> _Work instruction_:
In the Medicare speech, reproduce the passage starting at "We saw the government" and ending at "they can afford.", substituting "New Year" for "Christmas time".

> _Document text_:
In fact, her article particularly misses the point. The entire point of putting a price signal on general practice is to stop people going. That is the problem with the entire proposal. You do not want to stop people going to the doctor, because it is exactly what you want to encourage people to do. The entire premise of Medicare—in fact, the first principle of Medicare—is access. It is access to GPs. Put a barrier in place of access and Medicare is gone.

In terms of the other proposals that we have seen really strongly flagged by this government, this is obviously one of the very significant proposals. But the next proposal is the idea of opening up general practice to private health insurance products. This is a very, very serious threat to the universal nature of Medicare and the universal nature of our healthcare system. If you do that, if you start—like the trials that are already going on in Queensland and other parts of the country—to open up the possibility of a private health insurance product being available for general practice, you go absolutely down the pathway of there being doctors who provide private health insurance patients with a particular service, and then the rest of the community. That is what you end up doing if you open up a private health insurance product to Medicare billable services in general practice. It is a very serious threat to the universality of our Medicare system if the government goes down that pathway.

I am not convinced, on all of the advice that I have seen, that the private health insurance trials in fact comply with the existing legislation, and I will certainly be pursuing that matter. Certainly the government not only appears to be unconcerned about those trials but also seems to be saying, 'This is the best thing since sliced bread, and we're going to really open this whole market up.' If you do that, Medicare is gone. It is absolutely gone. So I would caution against opening that private health insurance product up to GP services in that way.

We saw the government approve the highest premium increases at Christmas time. With a nationwide trial of GP services accessing private health insurance, how much will Australians be paying for their private health insurers, and what will also happen to our health system if we allow private health insurance into this domain? The government is clearly not here making sure that Australians get access to the health care they need. It is important that Australians do get access to the health care they need, not just to the health care they can afford.

Data records:
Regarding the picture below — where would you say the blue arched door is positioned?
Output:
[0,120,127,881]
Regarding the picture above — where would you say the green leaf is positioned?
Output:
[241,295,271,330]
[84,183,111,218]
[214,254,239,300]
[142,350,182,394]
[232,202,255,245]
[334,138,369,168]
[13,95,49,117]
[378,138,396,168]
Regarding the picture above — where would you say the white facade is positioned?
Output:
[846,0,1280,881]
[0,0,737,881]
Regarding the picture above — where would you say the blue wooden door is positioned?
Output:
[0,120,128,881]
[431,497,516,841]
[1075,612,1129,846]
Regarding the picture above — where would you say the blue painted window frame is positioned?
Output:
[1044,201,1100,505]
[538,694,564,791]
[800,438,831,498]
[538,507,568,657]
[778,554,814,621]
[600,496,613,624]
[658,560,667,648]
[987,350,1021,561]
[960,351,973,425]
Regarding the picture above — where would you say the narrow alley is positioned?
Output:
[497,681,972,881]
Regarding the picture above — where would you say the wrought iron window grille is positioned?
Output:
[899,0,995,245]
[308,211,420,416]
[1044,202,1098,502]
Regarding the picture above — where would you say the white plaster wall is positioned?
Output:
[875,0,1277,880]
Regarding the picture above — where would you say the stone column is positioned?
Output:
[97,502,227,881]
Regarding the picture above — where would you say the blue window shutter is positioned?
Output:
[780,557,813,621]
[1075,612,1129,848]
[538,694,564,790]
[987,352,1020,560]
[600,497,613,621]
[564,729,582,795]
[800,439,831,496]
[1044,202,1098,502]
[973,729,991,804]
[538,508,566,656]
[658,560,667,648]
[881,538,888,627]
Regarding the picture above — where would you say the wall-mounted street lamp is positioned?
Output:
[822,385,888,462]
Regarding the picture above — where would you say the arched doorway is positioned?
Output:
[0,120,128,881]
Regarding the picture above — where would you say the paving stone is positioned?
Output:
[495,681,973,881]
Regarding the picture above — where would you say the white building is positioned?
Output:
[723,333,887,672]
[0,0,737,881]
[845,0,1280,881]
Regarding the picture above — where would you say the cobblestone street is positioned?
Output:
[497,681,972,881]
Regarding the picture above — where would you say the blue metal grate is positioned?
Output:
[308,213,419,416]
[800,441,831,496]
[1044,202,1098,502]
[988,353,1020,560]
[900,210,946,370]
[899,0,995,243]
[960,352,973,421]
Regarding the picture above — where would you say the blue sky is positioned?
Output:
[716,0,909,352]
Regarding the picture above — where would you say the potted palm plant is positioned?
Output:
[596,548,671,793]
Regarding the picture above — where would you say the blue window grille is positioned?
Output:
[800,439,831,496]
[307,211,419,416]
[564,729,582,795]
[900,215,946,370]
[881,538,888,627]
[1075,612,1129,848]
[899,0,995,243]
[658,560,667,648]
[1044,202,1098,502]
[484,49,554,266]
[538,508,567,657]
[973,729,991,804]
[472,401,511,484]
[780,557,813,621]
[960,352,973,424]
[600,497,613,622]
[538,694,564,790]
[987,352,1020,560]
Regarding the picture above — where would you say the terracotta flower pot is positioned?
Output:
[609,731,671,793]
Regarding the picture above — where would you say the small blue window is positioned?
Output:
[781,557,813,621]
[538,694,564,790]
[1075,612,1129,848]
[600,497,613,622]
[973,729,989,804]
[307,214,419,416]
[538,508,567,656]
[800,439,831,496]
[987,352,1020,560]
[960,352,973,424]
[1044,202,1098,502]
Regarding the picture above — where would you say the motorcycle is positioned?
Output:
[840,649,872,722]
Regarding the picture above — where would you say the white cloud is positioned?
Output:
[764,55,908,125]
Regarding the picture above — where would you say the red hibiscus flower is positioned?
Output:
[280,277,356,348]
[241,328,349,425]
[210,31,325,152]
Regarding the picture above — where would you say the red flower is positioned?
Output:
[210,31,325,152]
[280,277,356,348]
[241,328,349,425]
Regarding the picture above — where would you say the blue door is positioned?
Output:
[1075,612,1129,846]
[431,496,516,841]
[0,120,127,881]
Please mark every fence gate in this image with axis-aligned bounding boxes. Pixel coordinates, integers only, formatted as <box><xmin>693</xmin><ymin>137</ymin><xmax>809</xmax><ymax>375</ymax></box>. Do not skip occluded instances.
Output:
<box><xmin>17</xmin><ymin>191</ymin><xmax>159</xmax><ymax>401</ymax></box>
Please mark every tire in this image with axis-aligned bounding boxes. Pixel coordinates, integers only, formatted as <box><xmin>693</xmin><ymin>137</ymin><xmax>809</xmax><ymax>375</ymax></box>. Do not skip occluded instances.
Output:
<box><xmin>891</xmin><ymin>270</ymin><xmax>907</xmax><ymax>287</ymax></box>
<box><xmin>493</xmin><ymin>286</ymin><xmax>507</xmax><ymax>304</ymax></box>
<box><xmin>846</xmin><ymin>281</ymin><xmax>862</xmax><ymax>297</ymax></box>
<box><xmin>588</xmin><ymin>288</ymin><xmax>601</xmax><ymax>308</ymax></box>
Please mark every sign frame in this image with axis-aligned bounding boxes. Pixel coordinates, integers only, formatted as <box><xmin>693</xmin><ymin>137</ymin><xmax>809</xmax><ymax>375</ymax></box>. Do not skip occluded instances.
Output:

> _Solved problem_:
We saw the government approve the highest premium increases at New Year. With a nationwide trial of GP services accessing private health insurance, how much will Australians be paying for their private health insurers, and what will also happen to our health system if we allow private health insurance into this domain? The government is clearly not here making sure that Australians get access to the health care they need. It is important that Australians do get access to the health care they need, not just to the health care they can afford.